• EXERCISE:
Find the line containing "Where can you see the blue sky in the photo above?" in the records below. Copy exactly that line and each one after it, ending at the line containing "Where can you see the high-rise", and nothing more.

• MATERIAL FOR THIS TASK:
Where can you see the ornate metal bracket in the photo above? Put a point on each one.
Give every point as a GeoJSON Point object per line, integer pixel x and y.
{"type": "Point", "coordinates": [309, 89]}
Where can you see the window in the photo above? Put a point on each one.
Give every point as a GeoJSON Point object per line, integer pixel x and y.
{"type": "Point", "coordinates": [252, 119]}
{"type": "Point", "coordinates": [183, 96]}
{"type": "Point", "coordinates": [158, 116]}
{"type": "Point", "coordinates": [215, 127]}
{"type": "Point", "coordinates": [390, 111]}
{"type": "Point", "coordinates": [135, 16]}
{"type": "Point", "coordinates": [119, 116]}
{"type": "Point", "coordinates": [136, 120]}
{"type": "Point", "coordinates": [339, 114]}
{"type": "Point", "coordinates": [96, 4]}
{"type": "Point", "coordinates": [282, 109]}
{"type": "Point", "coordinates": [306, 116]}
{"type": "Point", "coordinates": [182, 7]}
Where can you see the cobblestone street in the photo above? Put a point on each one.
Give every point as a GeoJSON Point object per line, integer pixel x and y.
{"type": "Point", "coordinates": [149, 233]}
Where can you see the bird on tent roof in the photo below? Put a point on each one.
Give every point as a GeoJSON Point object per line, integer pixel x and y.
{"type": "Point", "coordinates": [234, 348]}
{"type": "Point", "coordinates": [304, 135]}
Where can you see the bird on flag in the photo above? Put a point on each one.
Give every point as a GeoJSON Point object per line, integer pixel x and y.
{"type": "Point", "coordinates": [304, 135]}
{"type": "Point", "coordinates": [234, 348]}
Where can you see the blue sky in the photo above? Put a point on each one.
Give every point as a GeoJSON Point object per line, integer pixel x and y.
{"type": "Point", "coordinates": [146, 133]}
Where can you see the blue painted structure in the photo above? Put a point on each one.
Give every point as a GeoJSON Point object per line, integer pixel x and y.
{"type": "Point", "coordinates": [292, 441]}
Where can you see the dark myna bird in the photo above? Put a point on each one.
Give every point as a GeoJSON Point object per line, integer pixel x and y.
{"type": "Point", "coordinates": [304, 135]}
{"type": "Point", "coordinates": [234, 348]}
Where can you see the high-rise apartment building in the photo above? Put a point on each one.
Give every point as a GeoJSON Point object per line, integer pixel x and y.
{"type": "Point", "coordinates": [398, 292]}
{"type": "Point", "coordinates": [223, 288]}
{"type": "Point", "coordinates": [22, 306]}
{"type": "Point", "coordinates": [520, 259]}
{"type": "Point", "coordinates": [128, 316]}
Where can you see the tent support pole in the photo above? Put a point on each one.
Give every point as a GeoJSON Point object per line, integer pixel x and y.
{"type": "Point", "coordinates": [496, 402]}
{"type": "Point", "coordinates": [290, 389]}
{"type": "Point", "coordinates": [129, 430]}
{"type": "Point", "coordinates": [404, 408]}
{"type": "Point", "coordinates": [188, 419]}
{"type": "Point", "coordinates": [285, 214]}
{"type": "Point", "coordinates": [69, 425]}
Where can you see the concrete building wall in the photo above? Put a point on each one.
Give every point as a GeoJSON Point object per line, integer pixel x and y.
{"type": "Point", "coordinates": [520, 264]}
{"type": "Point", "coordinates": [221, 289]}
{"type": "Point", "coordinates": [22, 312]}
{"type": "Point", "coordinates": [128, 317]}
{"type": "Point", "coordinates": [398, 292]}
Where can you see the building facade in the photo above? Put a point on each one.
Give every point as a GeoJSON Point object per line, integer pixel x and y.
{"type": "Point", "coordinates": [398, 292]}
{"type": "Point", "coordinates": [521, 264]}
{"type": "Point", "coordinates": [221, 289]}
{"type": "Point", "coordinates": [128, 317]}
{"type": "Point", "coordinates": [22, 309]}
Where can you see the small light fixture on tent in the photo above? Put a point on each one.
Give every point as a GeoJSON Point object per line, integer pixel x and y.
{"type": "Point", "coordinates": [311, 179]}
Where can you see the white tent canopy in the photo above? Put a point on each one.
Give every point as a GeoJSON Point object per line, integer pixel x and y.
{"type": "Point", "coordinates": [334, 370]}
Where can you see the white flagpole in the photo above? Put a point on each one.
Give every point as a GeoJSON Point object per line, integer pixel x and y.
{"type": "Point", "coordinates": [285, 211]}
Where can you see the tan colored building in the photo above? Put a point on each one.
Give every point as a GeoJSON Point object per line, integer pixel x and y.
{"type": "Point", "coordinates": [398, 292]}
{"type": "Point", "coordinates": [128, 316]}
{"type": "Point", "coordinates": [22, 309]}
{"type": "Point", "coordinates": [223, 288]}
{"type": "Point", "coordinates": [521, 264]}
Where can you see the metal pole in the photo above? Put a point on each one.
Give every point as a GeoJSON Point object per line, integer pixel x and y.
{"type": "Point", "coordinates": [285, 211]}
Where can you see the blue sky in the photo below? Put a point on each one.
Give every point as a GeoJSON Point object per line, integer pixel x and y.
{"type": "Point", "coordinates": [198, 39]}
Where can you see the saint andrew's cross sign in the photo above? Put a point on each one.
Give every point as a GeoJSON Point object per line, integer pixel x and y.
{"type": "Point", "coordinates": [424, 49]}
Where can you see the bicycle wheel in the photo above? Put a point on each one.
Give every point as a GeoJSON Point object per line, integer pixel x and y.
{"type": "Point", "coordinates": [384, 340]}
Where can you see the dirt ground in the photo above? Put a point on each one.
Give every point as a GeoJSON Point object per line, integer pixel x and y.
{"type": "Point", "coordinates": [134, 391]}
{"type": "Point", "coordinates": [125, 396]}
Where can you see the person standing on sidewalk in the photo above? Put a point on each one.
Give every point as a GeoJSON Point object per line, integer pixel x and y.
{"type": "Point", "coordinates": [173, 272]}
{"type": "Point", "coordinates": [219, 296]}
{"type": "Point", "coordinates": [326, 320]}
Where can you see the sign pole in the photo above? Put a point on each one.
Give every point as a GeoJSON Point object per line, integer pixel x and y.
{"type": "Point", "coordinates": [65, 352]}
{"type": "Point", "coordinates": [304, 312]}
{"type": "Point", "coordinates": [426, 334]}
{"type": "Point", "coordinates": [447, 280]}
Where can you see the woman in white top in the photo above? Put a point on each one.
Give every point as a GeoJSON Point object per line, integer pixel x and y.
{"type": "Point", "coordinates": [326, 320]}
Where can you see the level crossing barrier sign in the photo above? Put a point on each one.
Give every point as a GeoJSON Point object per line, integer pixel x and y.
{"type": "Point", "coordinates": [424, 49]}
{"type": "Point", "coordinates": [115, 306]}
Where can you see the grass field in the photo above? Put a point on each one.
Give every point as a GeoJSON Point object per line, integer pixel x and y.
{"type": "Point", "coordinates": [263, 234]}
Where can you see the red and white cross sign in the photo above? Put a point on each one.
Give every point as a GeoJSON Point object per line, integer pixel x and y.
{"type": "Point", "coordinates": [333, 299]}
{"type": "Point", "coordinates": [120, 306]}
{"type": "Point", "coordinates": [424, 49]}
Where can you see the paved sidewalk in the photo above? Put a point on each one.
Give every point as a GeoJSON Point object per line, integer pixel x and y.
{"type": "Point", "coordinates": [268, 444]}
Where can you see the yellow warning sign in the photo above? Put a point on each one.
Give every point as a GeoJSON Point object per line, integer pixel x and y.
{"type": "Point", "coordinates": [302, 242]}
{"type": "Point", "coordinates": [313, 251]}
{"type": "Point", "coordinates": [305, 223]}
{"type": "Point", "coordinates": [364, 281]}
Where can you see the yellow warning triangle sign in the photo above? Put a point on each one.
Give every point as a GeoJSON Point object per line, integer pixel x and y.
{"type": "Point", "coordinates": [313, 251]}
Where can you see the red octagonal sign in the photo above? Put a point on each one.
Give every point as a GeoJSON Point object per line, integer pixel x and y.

• WORKED SOLUTION:
Where can you see the blue sky in the photo above? Put a point on each one.
Give every point as a GeoJSON Point object per line, integer pixel x and y.
{"type": "Point", "coordinates": [146, 133]}
Where can you see the blue painted structure in the photo above? Put a point on each one.
Give every point as a GeoJSON Point object per line, integer pixel x and y.
{"type": "Point", "coordinates": [292, 441]}
Where can you see the dark myna bird in the photo above? Put a point on each one.
Give every point as a GeoJSON Point object per line, integer pixel x and y.
{"type": "Point", "coordinates": [304, 135]}
{"type": "Point", "coordinates": [234, 348]}
Where can you see the high-rise apartment building in the photo above? Put a point on each one.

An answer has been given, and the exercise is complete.